= Selected text =

* * *

What is known about how the prayer was used? In December 1914 Edmund Knox, bishop of Manchester, authorised the use of the prayer among his clergy and elsewhere clergymen included the prayer in the services of intercession in their parish churches (Guardian, 31 December 1914). The prayer circulated also among soldiers in France and Belgium. Bishop Winnington-Ingram of London used the litany and a revised version of the prayer during services on a tour of the western front in spring 1915 (3). Prayers printed on sheets of paper would have been used privately at home and in quiet moments during church services. According to one recent account, worship in the Church of England during the war provided more room for lay participation and had an intimate and personal quality. More time was allowed time for silent prayer (4). Litanies and prayers printed on paper suited these new styles of worship.

* * *

= Provided data =
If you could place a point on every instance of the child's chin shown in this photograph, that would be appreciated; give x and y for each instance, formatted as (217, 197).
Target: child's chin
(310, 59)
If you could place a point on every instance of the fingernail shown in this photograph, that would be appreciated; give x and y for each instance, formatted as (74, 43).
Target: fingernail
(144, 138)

* * *

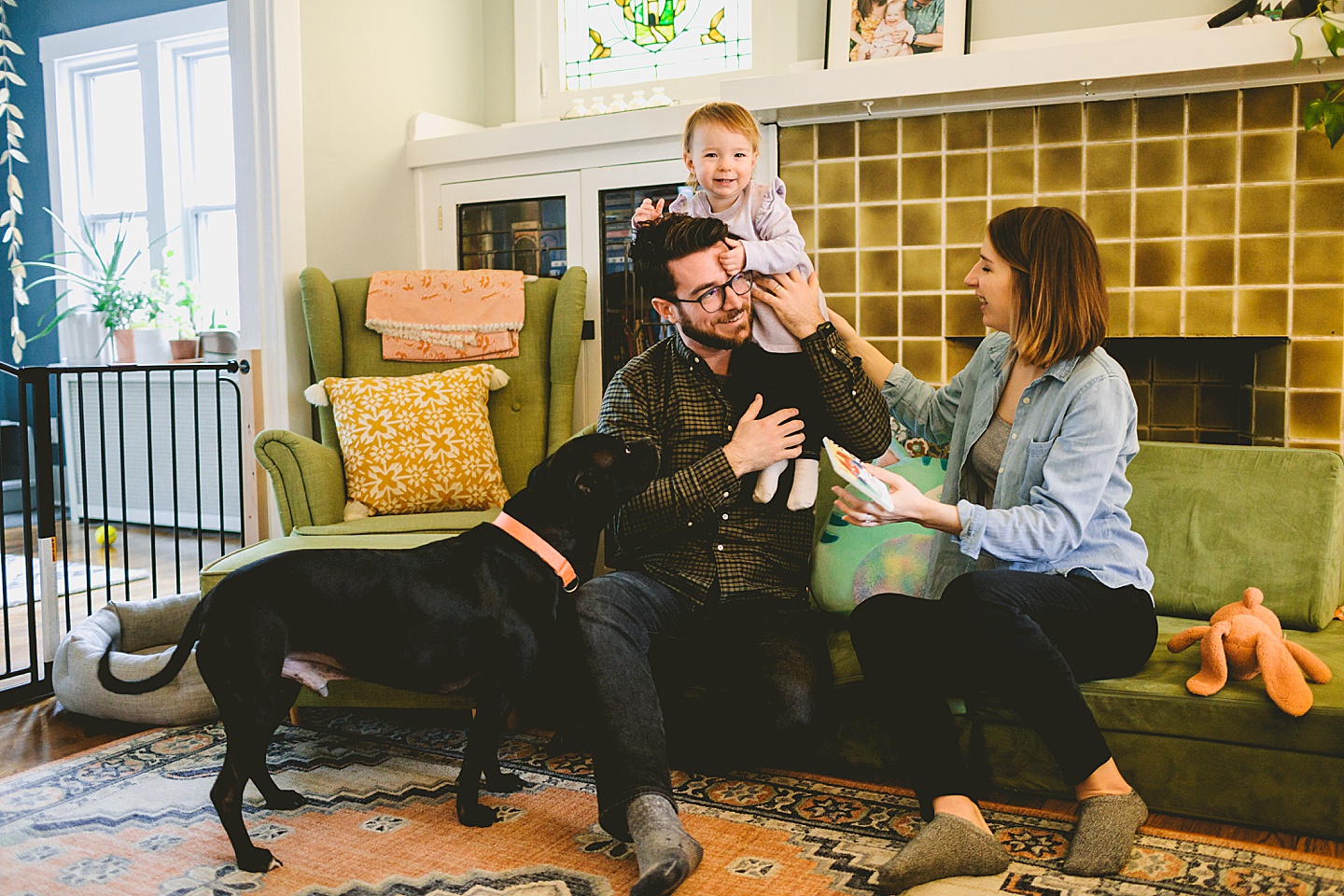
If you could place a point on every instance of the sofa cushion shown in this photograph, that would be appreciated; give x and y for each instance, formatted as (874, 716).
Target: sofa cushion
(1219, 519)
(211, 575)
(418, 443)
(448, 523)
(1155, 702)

* * *

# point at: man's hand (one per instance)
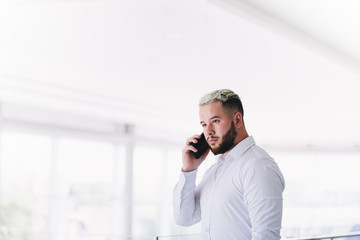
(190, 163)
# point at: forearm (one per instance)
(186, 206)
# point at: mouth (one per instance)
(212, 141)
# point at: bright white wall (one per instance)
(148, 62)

* * *

= Challenge =
In the passage on the wartime prayer, who authorized its use among his clergy in December 1914?

= Written answer =
Edmund Knox, bishop of Manchester.